Work instructions: Write out the material below exactly, beginning at the line that contains "If you could mark the smoke" and ending with its last line, both ends included; write nothing else.

(A run of records)
● ● ●

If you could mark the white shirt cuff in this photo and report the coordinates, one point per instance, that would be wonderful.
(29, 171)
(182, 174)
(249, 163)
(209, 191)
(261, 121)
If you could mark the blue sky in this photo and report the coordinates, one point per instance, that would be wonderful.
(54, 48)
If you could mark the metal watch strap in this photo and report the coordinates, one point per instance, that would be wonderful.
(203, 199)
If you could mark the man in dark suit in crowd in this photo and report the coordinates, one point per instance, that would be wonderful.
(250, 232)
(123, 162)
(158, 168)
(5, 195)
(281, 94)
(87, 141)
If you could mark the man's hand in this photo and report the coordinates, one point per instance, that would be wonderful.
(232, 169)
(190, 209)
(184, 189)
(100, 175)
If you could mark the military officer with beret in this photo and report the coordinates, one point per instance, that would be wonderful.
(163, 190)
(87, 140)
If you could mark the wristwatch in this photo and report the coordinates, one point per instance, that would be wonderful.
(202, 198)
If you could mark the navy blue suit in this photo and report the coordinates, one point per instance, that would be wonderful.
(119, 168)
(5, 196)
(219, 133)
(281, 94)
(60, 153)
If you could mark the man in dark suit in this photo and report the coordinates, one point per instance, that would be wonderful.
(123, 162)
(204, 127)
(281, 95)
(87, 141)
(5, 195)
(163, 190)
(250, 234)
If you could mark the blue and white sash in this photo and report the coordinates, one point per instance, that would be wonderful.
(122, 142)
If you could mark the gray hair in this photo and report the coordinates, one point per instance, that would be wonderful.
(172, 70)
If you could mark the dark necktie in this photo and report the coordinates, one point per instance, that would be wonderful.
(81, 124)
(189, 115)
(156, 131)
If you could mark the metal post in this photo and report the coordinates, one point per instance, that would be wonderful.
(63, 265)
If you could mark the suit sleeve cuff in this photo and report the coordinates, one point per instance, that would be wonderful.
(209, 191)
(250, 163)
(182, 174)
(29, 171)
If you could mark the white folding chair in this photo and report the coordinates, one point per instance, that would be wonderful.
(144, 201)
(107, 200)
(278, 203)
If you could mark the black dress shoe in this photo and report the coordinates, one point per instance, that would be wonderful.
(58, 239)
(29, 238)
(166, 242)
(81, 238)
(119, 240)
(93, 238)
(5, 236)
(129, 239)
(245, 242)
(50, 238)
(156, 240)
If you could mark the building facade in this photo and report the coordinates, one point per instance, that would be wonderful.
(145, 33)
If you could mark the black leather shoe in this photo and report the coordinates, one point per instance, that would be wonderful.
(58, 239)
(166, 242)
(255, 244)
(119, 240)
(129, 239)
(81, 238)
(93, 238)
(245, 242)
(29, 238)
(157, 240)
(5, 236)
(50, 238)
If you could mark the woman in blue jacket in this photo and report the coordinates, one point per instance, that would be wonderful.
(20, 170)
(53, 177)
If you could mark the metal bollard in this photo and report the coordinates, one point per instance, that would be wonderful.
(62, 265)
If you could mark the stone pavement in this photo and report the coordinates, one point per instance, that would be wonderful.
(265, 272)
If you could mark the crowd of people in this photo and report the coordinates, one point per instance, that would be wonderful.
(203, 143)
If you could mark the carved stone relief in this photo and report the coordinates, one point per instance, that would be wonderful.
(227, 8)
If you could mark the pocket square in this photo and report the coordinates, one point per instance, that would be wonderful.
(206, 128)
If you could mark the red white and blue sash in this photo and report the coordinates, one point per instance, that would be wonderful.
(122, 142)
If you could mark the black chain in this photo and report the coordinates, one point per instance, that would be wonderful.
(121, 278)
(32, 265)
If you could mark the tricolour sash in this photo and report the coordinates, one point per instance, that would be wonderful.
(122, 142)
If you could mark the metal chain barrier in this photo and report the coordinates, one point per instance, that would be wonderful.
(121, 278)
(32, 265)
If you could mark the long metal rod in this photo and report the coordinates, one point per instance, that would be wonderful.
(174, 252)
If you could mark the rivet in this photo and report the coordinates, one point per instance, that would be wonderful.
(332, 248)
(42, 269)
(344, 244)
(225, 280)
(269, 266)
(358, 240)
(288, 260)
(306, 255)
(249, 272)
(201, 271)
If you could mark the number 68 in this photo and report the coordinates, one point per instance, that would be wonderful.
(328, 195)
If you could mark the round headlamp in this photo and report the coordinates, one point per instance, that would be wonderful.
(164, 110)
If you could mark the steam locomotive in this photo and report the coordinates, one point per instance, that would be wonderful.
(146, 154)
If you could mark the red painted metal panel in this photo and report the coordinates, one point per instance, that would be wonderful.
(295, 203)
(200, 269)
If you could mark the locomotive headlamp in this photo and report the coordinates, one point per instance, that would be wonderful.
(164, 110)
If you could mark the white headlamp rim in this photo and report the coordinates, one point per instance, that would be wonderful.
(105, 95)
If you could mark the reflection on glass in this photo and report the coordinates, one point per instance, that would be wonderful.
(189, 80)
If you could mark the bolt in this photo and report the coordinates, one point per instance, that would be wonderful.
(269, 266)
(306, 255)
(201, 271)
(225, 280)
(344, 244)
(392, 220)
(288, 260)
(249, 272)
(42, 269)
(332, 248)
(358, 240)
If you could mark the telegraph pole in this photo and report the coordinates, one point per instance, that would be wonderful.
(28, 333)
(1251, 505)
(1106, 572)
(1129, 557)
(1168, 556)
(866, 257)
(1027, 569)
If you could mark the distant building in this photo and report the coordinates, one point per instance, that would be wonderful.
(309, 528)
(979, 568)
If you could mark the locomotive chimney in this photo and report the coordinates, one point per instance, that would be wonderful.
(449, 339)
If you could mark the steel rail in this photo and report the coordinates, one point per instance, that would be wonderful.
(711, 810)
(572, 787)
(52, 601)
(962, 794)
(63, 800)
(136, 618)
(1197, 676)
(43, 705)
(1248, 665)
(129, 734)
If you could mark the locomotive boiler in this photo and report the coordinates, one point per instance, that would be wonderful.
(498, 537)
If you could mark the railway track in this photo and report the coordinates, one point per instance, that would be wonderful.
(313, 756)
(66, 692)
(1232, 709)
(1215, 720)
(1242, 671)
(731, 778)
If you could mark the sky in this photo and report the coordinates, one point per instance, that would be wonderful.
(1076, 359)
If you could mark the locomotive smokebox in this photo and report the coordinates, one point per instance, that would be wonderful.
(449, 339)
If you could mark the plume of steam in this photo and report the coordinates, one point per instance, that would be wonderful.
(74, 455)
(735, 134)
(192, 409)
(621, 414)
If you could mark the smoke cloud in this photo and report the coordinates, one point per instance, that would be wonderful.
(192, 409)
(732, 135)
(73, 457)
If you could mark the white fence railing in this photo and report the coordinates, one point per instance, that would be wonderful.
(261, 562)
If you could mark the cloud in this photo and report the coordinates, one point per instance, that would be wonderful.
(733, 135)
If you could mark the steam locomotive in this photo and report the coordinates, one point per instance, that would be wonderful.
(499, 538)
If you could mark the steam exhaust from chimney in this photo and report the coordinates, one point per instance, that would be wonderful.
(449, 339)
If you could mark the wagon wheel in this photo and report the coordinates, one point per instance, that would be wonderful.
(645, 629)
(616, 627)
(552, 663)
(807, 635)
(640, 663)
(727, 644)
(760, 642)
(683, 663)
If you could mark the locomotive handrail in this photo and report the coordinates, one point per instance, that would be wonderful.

● ● ●

Worked solution:
If you could mark the smoke cloud in this photo and report the coordinates, one point per instance, that would be wonderful.
(192, 409)
(732, 135)
(73, 457)
If you could mark the white fence railing in this photo and report the coordinates, one point per instance, that would be wonderful.
(261, 562)
If you could mark the cloud in this photo and report the coordinates, one point per instance, that would be wonderful.
(733, 135)
If you could mark the steam locomotive in this photo and report the coordinates, one point per instance, that would be wonderful.
(499, 538)
If you could mark the steam exhaust from chimney in this photo and report the coordinates, one point per instance, that would be wonderful.
(449, 339)
If you could mark the wagon wheel in this photo and report the coordinates, one point per instance, that would be wonderful.
(645, 629)
(616, 627)
(552, 663)
(807, 635)
(640, 663)
(727, 644)
(760, 642)
(683, 663)
If you could mark the locomotive handrail in this photo and report the coordinates, one point per instance, that would be wonderful.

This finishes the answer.